%%

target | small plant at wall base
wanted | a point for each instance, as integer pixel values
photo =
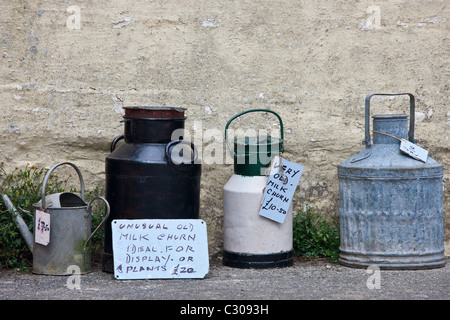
(24, 188)
(314, 236)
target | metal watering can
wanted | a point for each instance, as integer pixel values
(69, 230)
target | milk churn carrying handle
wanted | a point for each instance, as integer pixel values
(47, 176)
(103, 221)
(254, 110)
(412, 107)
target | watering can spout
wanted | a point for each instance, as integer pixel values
(23, 228)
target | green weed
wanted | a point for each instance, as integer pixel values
(315, 236)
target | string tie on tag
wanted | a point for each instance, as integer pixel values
(387, 134)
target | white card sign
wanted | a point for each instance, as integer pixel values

%%

--- Required work ---
Copy the rows word for word, starting at the line that contains "target | green weed" and ending with the last row.

--- Response to this task ---
target | green weed
wanted | a point for each instance, as integer pixel values
(315, 236)
target | string tie on tag
wanted | a point for each instance, as integer pixel values
(387, 134)
target | white card sign
wanted | a point for each instance, as integer pixel values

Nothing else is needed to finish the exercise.